Edit the data below so that every "Indicate" becomes "Mark", keeping everything else the same.

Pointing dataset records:
● ● ●
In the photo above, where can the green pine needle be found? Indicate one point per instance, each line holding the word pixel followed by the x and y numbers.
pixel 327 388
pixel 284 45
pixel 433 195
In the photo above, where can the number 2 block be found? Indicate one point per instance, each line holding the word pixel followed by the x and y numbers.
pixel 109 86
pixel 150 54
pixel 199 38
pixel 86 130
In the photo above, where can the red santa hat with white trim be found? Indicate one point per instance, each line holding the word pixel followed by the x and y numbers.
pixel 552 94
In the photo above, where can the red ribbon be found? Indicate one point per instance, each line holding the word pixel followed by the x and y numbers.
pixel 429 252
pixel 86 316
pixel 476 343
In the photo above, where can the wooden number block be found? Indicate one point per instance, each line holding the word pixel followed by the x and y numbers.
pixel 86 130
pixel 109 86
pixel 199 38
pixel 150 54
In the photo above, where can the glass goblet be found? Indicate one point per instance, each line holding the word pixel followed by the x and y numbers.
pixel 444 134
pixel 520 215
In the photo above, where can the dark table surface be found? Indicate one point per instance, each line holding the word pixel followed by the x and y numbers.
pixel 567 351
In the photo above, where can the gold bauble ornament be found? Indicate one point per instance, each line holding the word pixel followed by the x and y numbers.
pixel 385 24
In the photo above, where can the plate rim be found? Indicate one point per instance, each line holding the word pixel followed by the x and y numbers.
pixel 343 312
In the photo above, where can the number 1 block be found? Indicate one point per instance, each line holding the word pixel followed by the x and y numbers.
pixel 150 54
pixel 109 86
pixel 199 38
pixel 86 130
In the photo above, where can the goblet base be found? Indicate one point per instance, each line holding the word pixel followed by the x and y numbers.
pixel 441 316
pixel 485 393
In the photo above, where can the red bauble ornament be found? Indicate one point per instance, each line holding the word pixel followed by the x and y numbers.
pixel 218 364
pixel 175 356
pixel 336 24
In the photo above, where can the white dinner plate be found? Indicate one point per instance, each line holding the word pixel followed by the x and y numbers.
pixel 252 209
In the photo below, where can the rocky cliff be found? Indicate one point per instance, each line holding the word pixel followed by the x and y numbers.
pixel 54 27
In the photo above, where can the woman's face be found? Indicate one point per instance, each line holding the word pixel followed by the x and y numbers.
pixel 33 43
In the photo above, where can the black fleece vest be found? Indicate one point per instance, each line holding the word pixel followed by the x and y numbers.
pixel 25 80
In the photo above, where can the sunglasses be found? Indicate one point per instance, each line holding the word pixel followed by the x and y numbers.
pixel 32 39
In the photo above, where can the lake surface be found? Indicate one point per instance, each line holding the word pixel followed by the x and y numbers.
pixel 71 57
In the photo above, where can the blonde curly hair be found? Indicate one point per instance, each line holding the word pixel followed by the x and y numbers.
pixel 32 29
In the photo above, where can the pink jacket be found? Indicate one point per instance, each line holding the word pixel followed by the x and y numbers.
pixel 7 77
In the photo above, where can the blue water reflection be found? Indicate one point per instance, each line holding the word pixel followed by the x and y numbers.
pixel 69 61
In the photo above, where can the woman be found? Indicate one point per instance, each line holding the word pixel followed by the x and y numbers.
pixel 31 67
● ● ●
# Task result:
In the photo above, where can the green pine needle be found? Mark one point per instance, each line holding the word pixel followed by the x and y numbers.
pixel 327 388
pixel 284 45
pixel 433 195
In the photo above, where can the number 2 block be found? Mark one point per instance, each line holding the word pixel followed by the x and y numbers.
pixel 109 86
pixel 150 54
pixel 199 38
pixel 86 130
In the photo above, where can the red santa hat with white trim be found? Mark one point per instance, each line holding the word pixel followed by the x and y numbers.
pixel 552 94
In the photo above, where can the red ribbon be found? Mark one point per instance, each line holding the word pixel followed by the x and y numbers.
pixel 429 252
pixel 86 316
pixel 476 343
In the photo above, where can the wooden number block be found? Mark one point per instance, each line holding the word pixel followed by the x and y numbers.
pixel 86 130
pixel 109 86
pixel 199 38
pixel 150 54
In the photo above, where can the glass goblet be found? Mark one point per instance, each line holding the word pixel followed by the x and y numbers.
pixel 444 134
pixel 520 215
In the photo above, where can the dark table surface be found? Mark one point per instance, each line holding the word pixel followed by the x and y numbers.
pixel 567 351
In the photo above, where can the gold bauble ornament be found? Mark one point per instance, each line holding the word pixel followed by the x and y numbers.
pixel 385 24
In the photo above, where can the plate rim be found? Mark one point per instance, each line holding the word pixel followed by the x and y numbers.
pixel 343 312
In the photo above, where can the number 1 block be found? Mark one point per instance, each line holding the word pixel followed by the x and y numbers.
pixel 150 54
pixel 109 86
pixel 199 38
pixel 86 130
In the photo above, where can the goblet base be found? Mark one point per instance, each line holding the word pixel followed by the x and y numbers.
pixel 441 316
pixel 485 393
In the photo above, where can the red bauble ornament be found? Mark one point per instance, each line holding the word pixel followed by the x and y numbers.
pixel 218 364
pixel 175 356
pixel 336 24
In the photo above, where can the white dinner plate be found? Mark one point per instance, each line holding the word pixel followed by the x and y numbers.
pixel 252 209
In the photo below, where can the rocky cliff be found? Mark one point per instance, each line holding the word pixel followed by the x and y numbers.
pixel 54 27
In the photo above, where can the woman's face be found? Mark one point per instance, each line holding the word pixel followed by the x and y numbers.
pixel 33 43
In the photo above, where can the black fleece vest be found? Mark one point per instance, each line holding the word pixel followed by the x and y numbers.
pixel 25 80
In the photo above, where can the sunglasses be found? Mark one point per instance, each line holding the word pixel followed by the x and y numbers.
pixel 32 39
In the photo above, where can the lake surface be found? Mark one point per instance, each line holding the word pixel followed by the x and y numbers.
pixel 71 57
In the photo above, where can the blonde curly hair be found? Mark one point per instance, each line holding the word pixel followed by the x and y numbers.
pixel 32 29
In the photo above, where can the pink jacket be found? Mark one point per instance, each line holding the word pixel followed by the x and y numbers.
pixel 7 77
In the photo above, where can the blue water reflection be found? Mark one point per instance, each line holding the word pixel followed by the x and y numbers.
pixel 69 61
In the photo above, where can the woman be found? Mark one point per instance, each line holding the word pixel followed by the x and y numbers.
pixel 31 67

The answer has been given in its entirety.